**DIRECTIVE:**
Give every entry again, unchanged, and leave its images out.

**EXTRACTED MATERIAL:**

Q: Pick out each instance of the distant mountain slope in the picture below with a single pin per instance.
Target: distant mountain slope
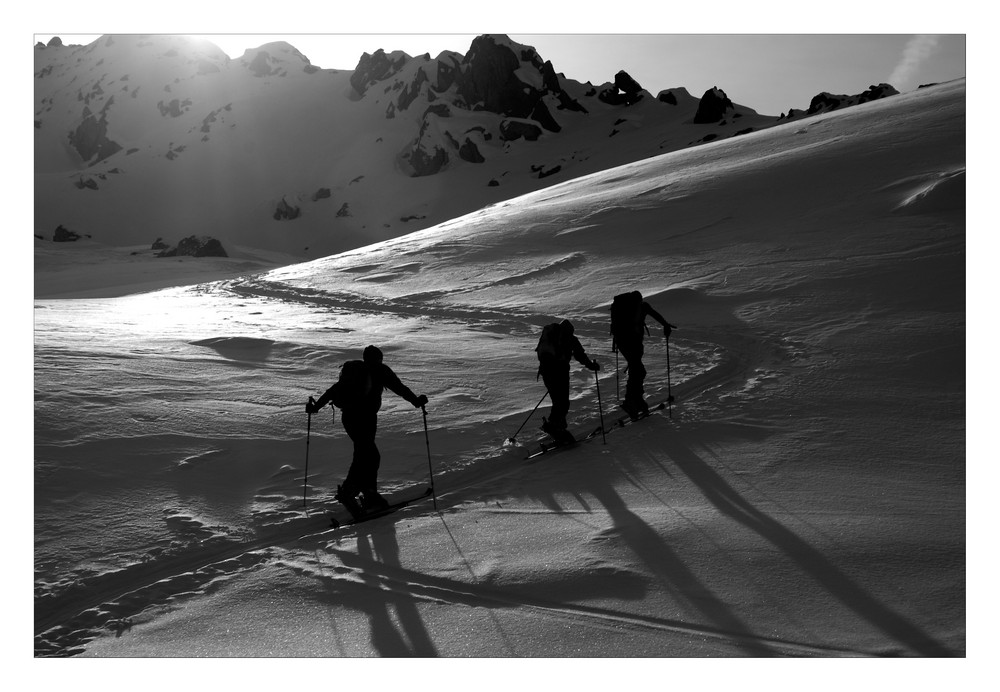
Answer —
(146, 137)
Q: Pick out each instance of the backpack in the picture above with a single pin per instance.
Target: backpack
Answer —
(548, 342)
(627, 320)
(353, 385)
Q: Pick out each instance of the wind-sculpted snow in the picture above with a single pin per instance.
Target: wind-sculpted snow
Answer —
(803, 495)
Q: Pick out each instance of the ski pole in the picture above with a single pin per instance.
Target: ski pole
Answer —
(514, 437)
(670, 396)
(427, 439)
(600, 407)
(305, 478)
(618, 386)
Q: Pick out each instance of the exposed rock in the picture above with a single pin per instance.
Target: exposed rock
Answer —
(826, 101)
(713, 107)
(489, 78)
(375, 67)
(64, 235)
(90, 139)
(196, 246)
(423, 163)
(470, 152)
(515, 129)
(668, 97)
(284, 210)
(175, 108)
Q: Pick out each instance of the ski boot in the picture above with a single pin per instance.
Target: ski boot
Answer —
(350, 502)
(371, 501)
(632, 409)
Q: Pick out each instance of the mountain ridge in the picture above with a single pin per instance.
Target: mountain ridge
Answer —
(146, 137)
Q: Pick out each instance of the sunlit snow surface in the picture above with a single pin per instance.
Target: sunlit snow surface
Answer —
(816, 273)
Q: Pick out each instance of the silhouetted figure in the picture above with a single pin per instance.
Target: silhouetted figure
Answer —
(556, 346)
(358, 393)
(628, 323)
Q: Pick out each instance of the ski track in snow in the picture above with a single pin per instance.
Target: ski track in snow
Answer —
(68, 618)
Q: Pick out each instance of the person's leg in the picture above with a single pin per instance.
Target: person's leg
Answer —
(632, 352)
(363, 473)
(557, 382)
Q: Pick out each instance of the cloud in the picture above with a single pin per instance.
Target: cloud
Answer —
(917, 50)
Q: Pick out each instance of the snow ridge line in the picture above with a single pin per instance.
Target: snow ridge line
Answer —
(255, 287)
(415, 584)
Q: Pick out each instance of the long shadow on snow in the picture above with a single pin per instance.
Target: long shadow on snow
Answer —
(811, 560)
(666, 564)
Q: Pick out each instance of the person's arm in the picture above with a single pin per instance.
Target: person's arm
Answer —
(581, 356)
(393, 384)
(647, 309)
(323, 400)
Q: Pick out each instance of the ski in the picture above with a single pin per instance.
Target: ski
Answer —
(625, 420)
(549, 447)
(378, 513)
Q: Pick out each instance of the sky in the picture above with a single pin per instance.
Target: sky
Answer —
(770, 73)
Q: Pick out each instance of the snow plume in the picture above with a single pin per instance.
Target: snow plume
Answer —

**TASK RESULT:**
Q: Pick out each instance of the distant mountain slope in the picture below with a single pin per instance.
Target: distant mountain slope
Answer —
(146, 137)
Q: Pick out each instance of the backpack in the picture above with a single pin per instance.
Target: backpack
Answer —
(548, 342)
(627, 320)
(353, 385)
Q: Pick out each instance of the wind-sculpted snow in the picture above with a single pin per instance.
Target: wind-sculpted snow
Answer —
(803, 495)
Q: Pick out each instance of the ski pole in the picture above with a single pin per instance.
Target: ski pole
Answer —
(514, 437)
(670, 396)
(427, 439)
(600, 407)
(305, 478)
(618, 386)
Q: Pick out each instance of the exposed rock in the picture above with a single pin per instance.
Target: exposed rock
Answer —
(826, 101)
(713, 107)
(489, 78)
(375, 67)
(64, 235)
(90, 139)
(196, 246)
(423, 163)
(470, 152)
(515, 129)
(668, 97)
(284, 210)
(175, 108)
Q: Pick out each instance of the ski boot in the picture above with a single pin per instance.
Target: ski boot
Answer —
(350, 502)
(371, 501)
(632, 409)
Q: Pick out each instance of the mountain ridge in the picture above with a single pin per instance.
Target: mountain ridge
Answer —
(146, 137)
Q: Pick out each instance of the sunlit snow surface in the picture above with a single pin per instance.
Target: sunlit snow surface
Answer —
(816, 273)
Q: Pick out each instance of the silhouetted figure in the picture above with a single pin per instance.
Target: silhouetted figure
Answer —
(556, 346)
(358, 393)
(628, 323)
Q: Pick out each instance of the ski track in snow in the picture above with a single pin per instance.
Target: ski track in snow
Answer —
(68, 618)
Q: Pick out each instance of the person's leg in the picture above with a single pin per instance.
Target: person's leg
Answer —
(632, 352)
(363, 473)
(557, 382)
Q: Pick out each instance of the cloud in the picture above with a single pin per instance.
Target: cloud
Answer —
(917, 50)
Q: Pick out each instance of the snow ridge line in the picture above with a single pin per instance.
Target: snow ridge line
Answer —
(255, 287)
(415, 584)
Q: Pick out each instance of the long shadow on snow in the picture above with a single pin per instance.
Target: long shadow on snow
Answer —
(811, 560)
(666, 564)
Q: Pick out each instance of the person's arm in the picture above with a single pin per instance.
Target: person's arm
Answer —
(581, 356)
(393, 384)
(647, 309)
(323, 400)
Q: Pick out each instance of the ski in the picture above with a single pin per instance.
Target: ski
Answer —
(625, 420)
(549, 447)
(378, 513)
Q: Pick out each instance of the sky in the picture above with a single pin per instance.
Target: sky
Answer —
(770, 73)
Q: Pick out each instance of the snow plume in the picture above with a single pin per instance.
Target: snow plume
Answer —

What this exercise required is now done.